- [Work task 1]: In the court opinion, which court indicted the defendant?

- [Reading text]:
════════
People v. Bole

Decision Date30 December 1991
Docket NumberNo. 2-89-1218,2-89-1218
Citation585 N.E.2d 135,223 Ill.App.3d 247
Parties, 165 Ill.Dec. 739 The PEOPLE of the State of Illinois, Plaintiff-Appellee, v. Frederick J. BOLE, Jr., Defendant-Appellant.
CourtUnited States Appellate Court of Illinois

G. Joseph Weller, Deputy Defender, Ingrid L. Moller, argued, Office of the State Appellate Defender, Elgin, Frank Rhode, Jr., Trial Counsel, for Frederick J. Bole, Jr.

Thomas F. Baker, McHenry County State's Atty., Woodstock, William L. Browers, Deputy Director, State's Attys. Appellate Prosecutor, Cynthia N. Schneider, argued, State's Attys. Appellate Prosecutor, Elgin, for the People.

Justice NICKELS delivered the opinion of the court:

Defendant, Frederick Bole, Jr., was indicted in the circuit court of McHenry County on seven counts of criminal sexual assault against his stepdaughter. (Ill.Rev.Stat.1989, ch. 38, par. 12-13(a)(3).) He subsequently entered a guilty plea to counts I, III, and VI, and the State nol-prossed the other four counts. After a sentencing hearing, defendant was sentenced to 8 years' imprisonment on count VI, 10 years' imprisonment on count I, and 10 years' imprisonment on count III, all terms to run consecutively. Defendant's motion to withdraw his guilty plea or to reduce sentence was denied. On appeal defendant contends that section 5-8-4(a) of the Unified Code of Corrections (Corrections Code) (Ill.Rev.Stat.1989, ch. 38, par. 1005-8-4(a)) is unconstitutional; that his guilty plea was not knowingly and voluntarily made; that he received ineffective assistance of counsel; that he did not commit the offenses in a single course of conduct; and that the sentences are excessive.

At the preliminary hearing, defendant was advised by the trial court that he was indicted for seven, separate Class 1 felonies. The court explained that a Class 1 felony was punishable by a sentence of not less than 4 years nor more than 15 years' imprisonment. Defendant was told he could receive consecutive terms of imprisonment. Defendant pleaded not guilty.
════════
Saved data entries:
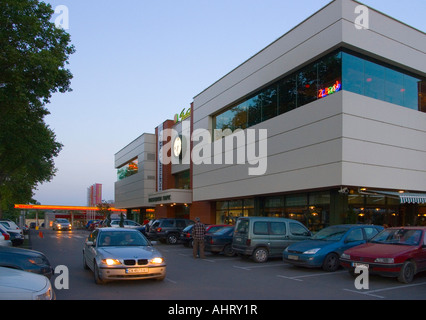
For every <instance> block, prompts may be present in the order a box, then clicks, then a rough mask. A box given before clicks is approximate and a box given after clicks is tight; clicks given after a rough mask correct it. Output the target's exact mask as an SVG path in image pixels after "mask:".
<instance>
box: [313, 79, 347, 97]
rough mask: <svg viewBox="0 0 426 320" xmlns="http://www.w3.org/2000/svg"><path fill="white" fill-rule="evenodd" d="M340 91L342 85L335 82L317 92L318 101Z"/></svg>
mask: <svg viewBox="0 0 426 320" xmlns="http://www.w3.org/2000/svg"><path fill="white" fill-rule="evenodd" d="M341 89H342V84H341V83H340V82H339V81H336V83H335V84H334V85H332V86H331V87H328V88H325V89H320V90H318V99H321V98H324V97H326V96H328V95H330V94H333V93H335V92H337V91H340V90H341Z"/></svg>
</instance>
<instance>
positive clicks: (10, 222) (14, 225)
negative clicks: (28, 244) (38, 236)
mask: <svg viewBox="0 0 426 320" xmlns="http://www.w3.org/2000/svg"><path fill="white" fill-rule="evenodd" d="M0 224H1V225H3V226H4V227H5V228H6V229H7V230H11V231H13V232H16V233H19V234H21V235H23V234H24V232H23V231H22V229H21V228H19V227H18V226H17V225H16V223H15V222H13V221H11V220H0Z"/></svg>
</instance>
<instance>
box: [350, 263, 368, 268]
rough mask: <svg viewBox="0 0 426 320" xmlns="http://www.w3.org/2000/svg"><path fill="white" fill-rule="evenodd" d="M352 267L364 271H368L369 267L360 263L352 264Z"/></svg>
mask: <svg viewBox="0 0 426 320" xmlns="http://www.w3.org/2000/svg"><path fill="white" fill-rule="evenodd" d="M352 267H354V268H357V267H358V268H362V269H368V267H369V265H368V264H365V263H358V262H352Z"/></svg>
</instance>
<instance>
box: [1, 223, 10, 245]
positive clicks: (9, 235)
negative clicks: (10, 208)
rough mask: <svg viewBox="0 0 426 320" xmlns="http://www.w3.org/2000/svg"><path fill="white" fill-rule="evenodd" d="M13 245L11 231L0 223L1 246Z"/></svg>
mask: <svg viewBox="0 0 426 320" xmlns="http://www.w3.org/2000/svg"><path fill="white" fill-rule="evenodd" d="M11 245H12V241H11V240H10V235H9V233H8V232H7V231H6V230H5V229H4V228H2V227H1V225H0V247H10V246H11Z"/></svg>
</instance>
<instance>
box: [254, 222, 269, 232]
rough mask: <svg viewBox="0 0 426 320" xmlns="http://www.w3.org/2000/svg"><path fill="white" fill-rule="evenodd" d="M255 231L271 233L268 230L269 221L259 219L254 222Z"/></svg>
mask: <svg viewBox="0 0 426 320" xmlns="http://www.w3.org/2000/svg"><path fill="white" fill-rule="evenodd" d="M253 233H254V234H269V232H268V223H267V222H263V221H258V222H255V223H254V224H253Z"/></svg>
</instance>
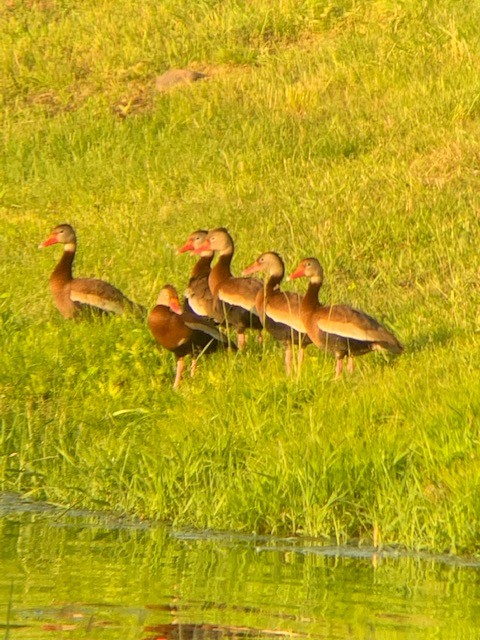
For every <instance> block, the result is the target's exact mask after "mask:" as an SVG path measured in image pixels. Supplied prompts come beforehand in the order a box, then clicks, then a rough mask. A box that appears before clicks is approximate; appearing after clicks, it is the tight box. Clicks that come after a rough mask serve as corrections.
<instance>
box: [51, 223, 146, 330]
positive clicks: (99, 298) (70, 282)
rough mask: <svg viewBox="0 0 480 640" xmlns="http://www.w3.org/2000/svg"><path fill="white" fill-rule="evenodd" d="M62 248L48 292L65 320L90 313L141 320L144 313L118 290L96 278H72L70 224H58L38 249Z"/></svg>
mask: <svg viewBox="0 0 480 640" xmlns="http://www.w3.org/2000/svg"><path fill="white" fill-rule="evenodd" d="M57 243H60V244H63V254H62V257H61V258H60V261H59V263H58V264H57V266H56V267H55V269H54V270H53V273H52V275H51V276H50V291H51V292H52V296H53V301H54V303H55V306H56V307H57V309H58V310H59V311H60V313H61V314H62V316H63V317H64V318H76V317H79V316H81V315H83V313H84V312H85V311H87V310H89V311H90V312H93V313H116V314H118V315H122V314H123V313H124V312H126V311H130V312H133V313H134V314H136V315H139V316H143V315H145V314H146V309H145V308H144V307H142V306H141V305H138V304H136V303H135V302H132V301H131V300H129V299H128V298H127V297H126V296H125V295H124V294H123V293H122V292H121V291H120V290H119V289H117V288H116V287H114V286H113V285H111V284H109V283H108V282H105V281H104V280H98V279H97V278H74V277H73V275H72V265H73V260H74V258H75V251H76V248H77V239H76V236H75V231H74V230H73V228H72V227H71V226H70V225H69V224H60V225H58V226H57V227H55V228H54V229H52V231H51V232H50V235H49V236H48V238H47V239H46V240H45V241H44V242H42V244H41V245H40V248H43V247H48V246H50V245H52V244H57Z"/></svg>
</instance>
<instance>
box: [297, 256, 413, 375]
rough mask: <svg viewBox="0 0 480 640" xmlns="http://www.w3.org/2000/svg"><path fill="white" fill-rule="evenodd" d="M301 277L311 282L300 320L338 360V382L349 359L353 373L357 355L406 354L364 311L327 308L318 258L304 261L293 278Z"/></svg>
mask: <svg viewBox="0 0 480 640" xmlns="http://www.w3.org/2000/svg"><path fill="white" fill-rule="evenodd" d="M301 277H306V278H309V280H310V282H309V285H308V288H307V292H306V293H305V295H304V298H303V300H302V303H301V305H300V317H301V319H302V321H303V324H304V325H305V329H306V331H307V334H308V336H309V338H310V339H311V341H312V342H313V343H314V344H315V345H316V346H317V347H318V348H320V349H322V350H324V351H327V352H328V353H330V354H332V355H333V356H334V357H335V360H336V366H335V378H336V379H338V378H340V376H341V375H342V371H343V364H344V360H345V358H347V370H348V371H349V372H350V373H352V372H353V370H354V358H355V356H361V355H364V354H366V353H369V352H370V351H389V352H390V353H394V354H401V353H403V351H404V347H403V345H402V344H401V343H400V341H399V340H398V339H397V338H396V336H395V335H394V334H393V333H392V332H391V331H389V330H388V329H386V328H385V327H384V326H383V325H382V324H380V322H378V320H376V319H375V318H373V317H372V316H370V315H368V314H367V313H365V312H364V311H360V310H359V309H354V308H353V307H350V306H347V305H343V304H334V305H331V306H324V305H322V304H321V303H320V302H319V300H318V293H319V291H320V288H321V286H322V284H323V279H324V272H323V268H322V265H321V264H320V262H319V261H318V260H317V259H316V258H305V259H303V260H301V261H300V263H299V264H298V266H297V267H296V269H295V271H294V272H293V273H292V274H291V275H290V277H289V278H290V280H294V279H296V278H301Z"/></svg>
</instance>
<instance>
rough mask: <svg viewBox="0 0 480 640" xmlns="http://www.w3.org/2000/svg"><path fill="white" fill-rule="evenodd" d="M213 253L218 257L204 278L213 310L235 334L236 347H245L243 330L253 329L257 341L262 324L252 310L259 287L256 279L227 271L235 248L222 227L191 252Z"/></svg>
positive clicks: (208, 234)
mask: <svg viewBox="0 0 480 640" xmlns="http://www.w3.org/2000/svg"><path fill="white" fill-rule="evenodd" d="M202 251H214V252H217V253H218V254H219V257H218V260H217V262H216V263H215V265H214V266H213V267H212V269H211V271H210V275H209V276H208V286H209V287H210V291H211V292H212V295H213V301H214V305H215V309H216V310H217V312H218V313H220V312H221V311H223V313H224V317H225V323H226V325H227V326H232V327H234V329H235V330H236V332H237V343H238V348H239V349H240V350H242V349H243V348H244V346H245V331H246V329H255V330H257V331H258V332H259V339H260V340H261V332H262V329H263V326H262V323H261V321H260V318H259V316H258V313H257V310H256V307H255V298H256V295H257V293H258V291H259V290H260V289H261V288H262V287H263V284H262V282H261V281H260V280H258V279H257V278H251V277H248V278H236V277H234V275H233V274H232V272H231V269H230V265H231V262H232V258H233V254H234V251H235V245H234V242H233V238H232V236H231V235H230V233H229V232H228V230H227V229H226V228H225V227H218V228H217V229H212V230H211V231H209V232H208V235H207V237H206V238H205V241H204V242H203V244H201V245H200V247H198V248H197V249H196V250H195V253H196V254H200V253H201V252H202Z"/></svg>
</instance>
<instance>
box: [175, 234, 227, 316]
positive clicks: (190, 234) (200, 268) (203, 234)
mask: <svg viewBox="0 0 480 640" xmlns="http://www.w3.org/2000/svg"><path fill="white" fill-rule="evenodd" d="M207 235H208V231H206V230H205V229H197V231H194V232H193V233H192V234H190V236H189V237H188V238H187V240H186V242H185V243H184V244H183V245H182V246H181V247H179V248H178V249H177V253H187V252H190V253H193V252H194V251H195V250H196V249H198V247H200V246H201V245H202V244H203V243H204V242H205V238H206V237H207ZM213 256H214V252H213V251H210V250H205V251H202V252H201V253H200V257H199V259H198V260H197V262H196V263H195V265H194V267H193V269H192V272H191V274H190V279H189V281H188V287H187V289H186V291H185V310H186V311H192V312H193V313H196V314H197V316H200V317H207V318H211V319H212V320H214V321H215V322H217V323H219V324H221V323H222V322H223V320H224V318H223V313H222V312H221V309H216V308H215V305H214V302H213V296H212V292H211V291H210V287H209V286H208V276H209V275H210V271H211V264H212V260H213Z"/></svg>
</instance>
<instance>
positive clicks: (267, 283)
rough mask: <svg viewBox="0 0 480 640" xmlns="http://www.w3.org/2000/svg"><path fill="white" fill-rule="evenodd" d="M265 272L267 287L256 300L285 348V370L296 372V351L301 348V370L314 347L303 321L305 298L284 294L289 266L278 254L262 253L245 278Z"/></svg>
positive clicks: (299, 296) (267, 324) (255, 305)
mask: <svg viewBox="0 0 480 640" xmlns="http://www.w3.org/2000/svg"><path fill="white" fill-rule="evenodd" d="M257 272H263V273H264V274H265V283H264V286H263V287H262V288H261V289H259V291H258V292H257V295H256V297H255V306H256V309H257V313H258V315H259V317H260V320H261V322H262V324H263V326H264V327H265V329H266V330H267V331H268V333H270V335H272V336H273V337H274V338H275V339H276V340H279V341H280V342H282V343H283V345H284V347H285V370H286V373H287V376H289V375H290V374H291V372H292V347H293V345H297V346H298V366H299V369H300V367H301V365H302V363H303V359H304V354H305V348H306V347H307V346H308V345H309V344H311V343H312V341H311V339H310V338H309V337H308V335H307V332H306V329H305V326H304V324H303V321H302V319H301V317H300V305H301V303H302V299H303V296H301V295H300V294H298V293H294V292H292V291H282V290H281V289H280V284H281V282H282V280H283V277H284V275H285V264H284V262H283V260H282V258H281V257H280V255H279V254H278V253H276V252H275V251H267V252H265V253H262V254H261V255H260V256H259V257H258V258H257V259H256V260H255V261H254V262H252V264H251V265H249V266H248V267H246V268H245V269H244V270H243V272H242V273H243V274H244V275H250V274H252V273H257Z"/></svg>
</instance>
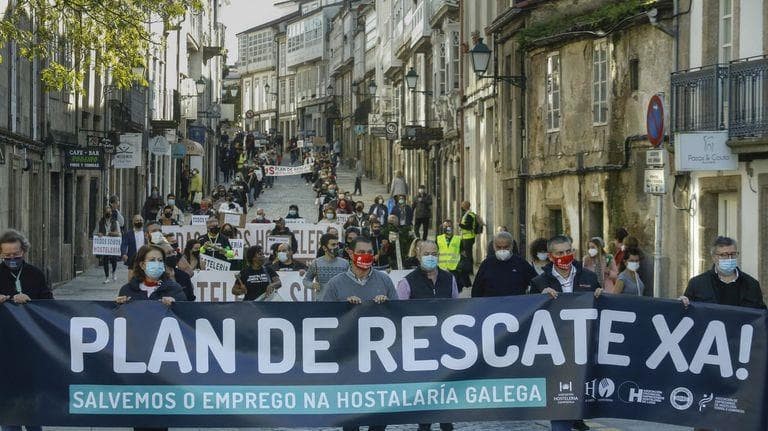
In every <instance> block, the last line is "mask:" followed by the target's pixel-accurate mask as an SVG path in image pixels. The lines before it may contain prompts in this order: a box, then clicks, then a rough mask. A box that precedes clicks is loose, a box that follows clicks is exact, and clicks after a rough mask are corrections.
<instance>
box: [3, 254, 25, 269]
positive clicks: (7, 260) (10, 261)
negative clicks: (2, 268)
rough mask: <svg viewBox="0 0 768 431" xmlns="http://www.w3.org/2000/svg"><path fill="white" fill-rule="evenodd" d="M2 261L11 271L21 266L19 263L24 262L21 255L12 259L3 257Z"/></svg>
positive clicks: (23, 259)
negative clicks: (19, 256)
mask: <svg viewBox="0 0 768 431" xmlns="http://www.w3.org/2000/svg"><path fill="white" fill-rule="evenodd" d="M3 263H4V264H5V266H7V267H8V269H10V270H11V271H15V270H17V269H19V268H21V264H22V263H24V258H23V257H14V258H12V259H3Z"/></svg>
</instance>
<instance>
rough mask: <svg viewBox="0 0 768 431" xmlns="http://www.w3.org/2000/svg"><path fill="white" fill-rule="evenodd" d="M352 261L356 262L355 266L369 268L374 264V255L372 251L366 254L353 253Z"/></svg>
mask: <svg viewBox="0 0 768 431" xmlns="http://www.w3.org/2000/svg"><path fill="white" fill-rule="evenodd" d="M352 261H353V262H354V264H355V266H356V267H358V268H360V269H368V268H370V267H371V266H373V255H372V254H370V253H365V254H357V253H353V254H352Z"/></svg>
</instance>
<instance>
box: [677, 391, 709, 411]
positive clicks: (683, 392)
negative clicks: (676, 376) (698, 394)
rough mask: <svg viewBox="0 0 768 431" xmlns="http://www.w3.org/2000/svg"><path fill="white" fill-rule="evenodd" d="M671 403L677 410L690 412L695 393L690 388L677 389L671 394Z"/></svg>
mask: <svg viewBox="0 0 768 431" xmlns="http://www.w3.org/2000/svg"><path fill="white" fill-rule="evenodd" d="M669 403H670V404H672V407H674V408H676V409H677V410H688V409H689V408H690V407H691V406H692V405H693V392H691V390H690V389H688V388H683V387H679V388H675V389H674V390H673V391H672V392H671V393H670V394H669ZM699 411H701V410H699Z"/></svg>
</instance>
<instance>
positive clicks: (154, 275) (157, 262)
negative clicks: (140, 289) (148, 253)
mask: <svg viewBox="0 0 768 431" xmlns="http://www.w3.org/2000/svg"><path fill="white" fill-rule="evenodd" d="M144 272H145V273H146V274H147V277H149V278H153V279H155V280H158V279H159V278H160V277H162V275H163V273H164V272H165V264H164V263H163V262H147V266H146V268H145V269H144Z"/></svg>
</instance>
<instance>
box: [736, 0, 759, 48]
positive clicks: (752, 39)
mask: <svg viewBox="0 0 768 431" xmlns="http://www.w3.org/2000/svg"><path fill="white" fill-rule="evenodd" d="M763 7H764V6H763V0H741V6H740V13H739V35H743V36H744V37H739V36H737V37H738V40H739V53H738V56H739V57H738V58H747V57H753V56H756V55H762V54H763V38H762V35H763V31H764V30H763Z"/></svg>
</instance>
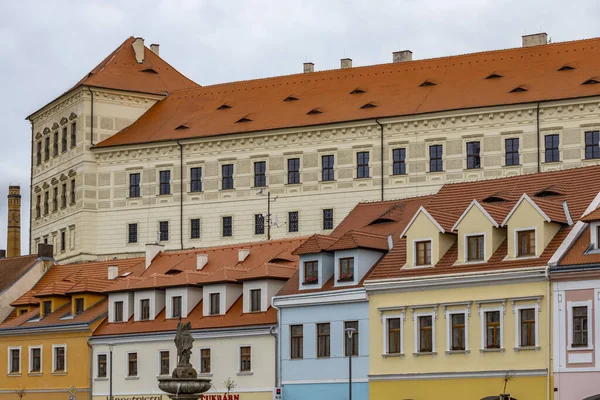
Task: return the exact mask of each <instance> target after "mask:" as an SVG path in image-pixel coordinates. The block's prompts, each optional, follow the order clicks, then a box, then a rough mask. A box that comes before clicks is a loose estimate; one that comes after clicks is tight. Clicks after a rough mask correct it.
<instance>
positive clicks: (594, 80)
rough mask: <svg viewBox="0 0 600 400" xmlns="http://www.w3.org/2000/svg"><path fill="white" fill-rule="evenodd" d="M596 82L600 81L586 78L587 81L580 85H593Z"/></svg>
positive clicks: (597, 82) (582, 83)
mask: <svg viewBox="0 0 600 400" xmlns="http://www.w3.org/2000/svg"><path fill="white" fill-rule="evenodd" d="M596 83H600V81H598V80H596V79H594V78H592V79H588V80H587V81H585V82H583V83H582V85H595V84H596Z"/></svg>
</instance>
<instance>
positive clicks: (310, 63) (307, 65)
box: [303, 63, 315, 74]
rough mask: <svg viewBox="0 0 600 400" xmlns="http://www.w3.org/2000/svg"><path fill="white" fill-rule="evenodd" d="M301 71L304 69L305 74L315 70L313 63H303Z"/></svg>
mask: <svg viewBox="0 0 600 400" xmlns="http://www.w3.org/2000/svg"><path fill="white" fill-rule="evenodd" d="M303 71H304V73H305V74H308V73H310V72H315V64H313V63H304V68H303Z"/></svg>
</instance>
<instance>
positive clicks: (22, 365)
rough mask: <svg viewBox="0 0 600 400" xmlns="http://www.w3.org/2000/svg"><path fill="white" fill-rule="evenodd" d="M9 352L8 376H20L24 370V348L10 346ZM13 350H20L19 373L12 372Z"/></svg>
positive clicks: (18, 346)
mask: <svg viewBox="0 0 600 400" xmlns="http://www.w3.org/2000/svg"><path fill="white" fill-rule="evenodd" d="M7 350H8V354H7V355H8V368H7V369H6V371H7V375H20V374H21V371H22V370H23V347H22V346H8V347H7ZM12 350H19V371H17V372H11V369H12V368H11V367H12V365H11V362H12V358H11V354H10V353H11V352H12Z"/></svg>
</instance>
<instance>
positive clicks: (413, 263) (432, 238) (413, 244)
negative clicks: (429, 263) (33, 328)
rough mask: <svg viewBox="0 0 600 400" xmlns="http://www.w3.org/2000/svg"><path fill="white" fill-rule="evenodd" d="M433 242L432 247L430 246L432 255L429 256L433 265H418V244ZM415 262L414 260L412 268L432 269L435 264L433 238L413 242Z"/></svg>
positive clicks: (416, 239)
mask: <svg viewBox="0 0 600 400" xmlns="http://www.w3.org/2000/svg"><path fill="white" fill-rule="evenodd" d="M428 240H429V242H431V246H430V248H431V249H430V252H431V253H430V254H429V258H430V259H431V264H424V265H417V242H426V241H428ZM412 248H413V257H412V258H413V260H412V266H413V267H415V268H427V267H431V266H432V265H434V264H433V238H419V239H414V240H413V245H412Z"/></svg>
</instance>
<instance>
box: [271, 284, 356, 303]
mask: <svg viewBox="0 0 600 400" xmlns="http://www.w3.org/2000/svg"><path fill="white" fill-rule="evenodd" d="M367 300H368V298H367V291H366V290H365V288H357V289H348V290H335V291H328V292H317V293H300V294H292V295H287V296H275V297H273V300H272V305H273V307H275V308H285V307H301V306H312V305H315V304H319V305H323V304H339V303H357V302H363V301H367Z"/></svg>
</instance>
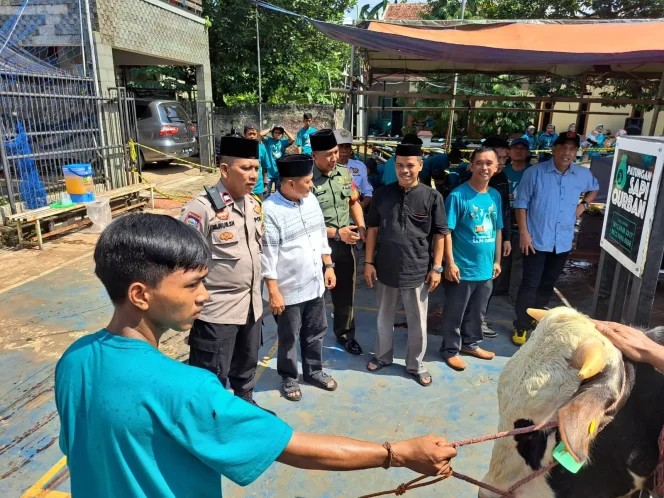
════════
- [Work task 2]: Render the rows as a numbered list, starting at the beginning of the rows and going on through the line that contains "91L342 85L335 82L317". Skip blank lines and leave the pictures out.

- [Exercise answer 1]: The circuit court of McHenry County.

- [Exercise answer 2]:
1. For every <instance> block, prompts may be present in the order a box, then clicks, then a rough mask. A box given before clicks is approximate and a box given after clicks is tight; clicks given after a rough mask correct it. Output the target's exact mask as an SVG path in image pixels after "mask:".
2. <instance>
3. box: [313, 79, 347, 97]
4. rough mask: <svg viewBox="0 0 426 320" xmlns="http://www.w3.org/2000/svg"><path fill="white" fill-rule="evenodd" d="M340 91L342 85L335 82L317 92L318 101Z"/></svg>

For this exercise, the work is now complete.